***** PROVIDED DATA

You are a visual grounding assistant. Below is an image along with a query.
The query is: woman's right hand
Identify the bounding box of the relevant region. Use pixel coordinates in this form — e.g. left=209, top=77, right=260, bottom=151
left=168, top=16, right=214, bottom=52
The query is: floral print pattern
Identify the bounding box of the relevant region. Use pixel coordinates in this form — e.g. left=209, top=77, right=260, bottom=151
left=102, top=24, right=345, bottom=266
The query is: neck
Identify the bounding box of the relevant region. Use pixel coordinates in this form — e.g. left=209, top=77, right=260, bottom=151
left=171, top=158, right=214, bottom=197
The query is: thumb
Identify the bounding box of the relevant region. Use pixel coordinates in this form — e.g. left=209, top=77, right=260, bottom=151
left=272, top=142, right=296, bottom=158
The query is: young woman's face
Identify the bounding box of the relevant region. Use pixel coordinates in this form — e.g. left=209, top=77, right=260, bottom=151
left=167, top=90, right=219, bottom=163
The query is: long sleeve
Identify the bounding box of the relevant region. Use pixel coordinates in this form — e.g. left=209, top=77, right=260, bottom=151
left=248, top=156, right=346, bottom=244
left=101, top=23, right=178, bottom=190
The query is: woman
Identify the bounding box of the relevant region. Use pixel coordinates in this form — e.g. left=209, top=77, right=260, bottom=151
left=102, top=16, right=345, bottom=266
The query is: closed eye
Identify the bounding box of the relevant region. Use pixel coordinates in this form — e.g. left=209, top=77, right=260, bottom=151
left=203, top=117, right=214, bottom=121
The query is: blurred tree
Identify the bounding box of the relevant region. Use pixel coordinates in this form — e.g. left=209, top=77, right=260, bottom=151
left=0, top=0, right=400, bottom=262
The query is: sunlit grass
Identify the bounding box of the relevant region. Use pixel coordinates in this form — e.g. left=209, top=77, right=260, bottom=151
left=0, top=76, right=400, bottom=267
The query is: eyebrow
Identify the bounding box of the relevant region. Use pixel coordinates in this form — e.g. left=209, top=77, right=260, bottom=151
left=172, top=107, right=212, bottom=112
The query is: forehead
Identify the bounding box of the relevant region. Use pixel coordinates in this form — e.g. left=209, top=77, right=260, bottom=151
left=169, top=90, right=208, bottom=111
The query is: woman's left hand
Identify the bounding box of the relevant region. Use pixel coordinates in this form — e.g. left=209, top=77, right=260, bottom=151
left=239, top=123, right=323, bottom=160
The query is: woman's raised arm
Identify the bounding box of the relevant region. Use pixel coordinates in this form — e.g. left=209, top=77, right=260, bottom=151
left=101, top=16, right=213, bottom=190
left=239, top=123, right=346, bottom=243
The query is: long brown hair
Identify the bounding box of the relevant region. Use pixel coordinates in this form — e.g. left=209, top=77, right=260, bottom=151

**********

> [CHALLENGE] Copy the stretch of the records above word for word, from their very beginning through the line that contains "left=101, top=23, right=178, bottom=190", with both ends included.

> [FULL RESPONSE]
You are a visual grounding assistant. Below is an image along with a query.
The query is: woman's right hand
Identify the bounding box of the relevant region. Use pixel coordinates in this form — e.g. left=209, top=77, right=260, bottom=151
left=168, top=16, right=214, bottom=52
The query is: floral print pattern
Identify the bounding box of the relevant region. Use pixel coordinates in this form — e.g. left=209, top=77, right=260, bottom=151
left=102, top=24, right=345, bottom=266
The query is: neck
Identify the bounding box of the relevant region. Use pixel coordinates in this form — e.g. left=209, top=77, right=260, bottom=151
left=171, top=158, right=214, bottom=197
The query is: thumb
Identify the bounding box of the relevant region. Use pixel coordinates in this form — e.g. left=209, top=77, right=260, bottom=151
left=272, top=142, right=296, bottom=158
The query is: young woman's face
Identify the bounding box of the relevant region. Use pixel coordinates in this form — e.g. left=209, top=77, right=260, bottom=151
left=167, top=90, right=219, bottom=163
The query is: long sleeve
Identify the bounding box of the relevant region. Use pixel coordinates in this form — e.g. left=209, top=77, right=260, bottom=151
left=248, top=156, right=346, bottom=244
left=101, top=23, right=178, bottom=190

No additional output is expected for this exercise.